Exercise description:
As you restate the entries, keep every word intact and leave out whatever images they hold.

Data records
○ ○ ○ ○ ○ ○ ○

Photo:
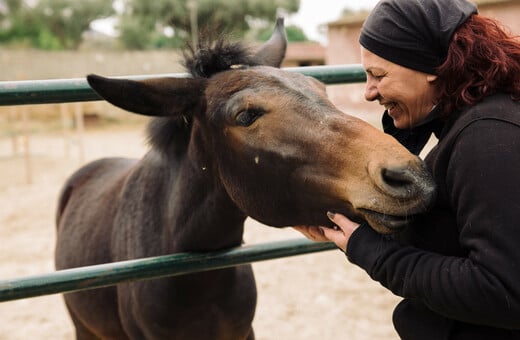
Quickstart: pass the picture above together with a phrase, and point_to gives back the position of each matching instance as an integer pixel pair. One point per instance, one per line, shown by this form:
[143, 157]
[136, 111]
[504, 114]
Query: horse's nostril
[397, 177]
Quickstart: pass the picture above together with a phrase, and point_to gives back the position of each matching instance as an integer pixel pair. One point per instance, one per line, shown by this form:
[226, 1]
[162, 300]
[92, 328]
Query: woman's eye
[247, 117]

○ ○ ○ ○ ○ ○ ○

Completed task:
Photo:
Quickstart: pass the picture above together with a phrase, and point_to gives back the position of each matching instance as an integer pixel pair. One point per instance, one per line, shown by this form:
[143, 157]
[136, 111]
[504, 114]
Query: horse's nostril
[397, 177]
Quickstart: pass the picture above together with a phrase, and point_to gives back the position of each matching instance as an integer pixel pair. One point per instance, one per line, shown by this form:
[226, 1]
[162, 300]
[92, 328]
Query: woman's eye
[247, 117]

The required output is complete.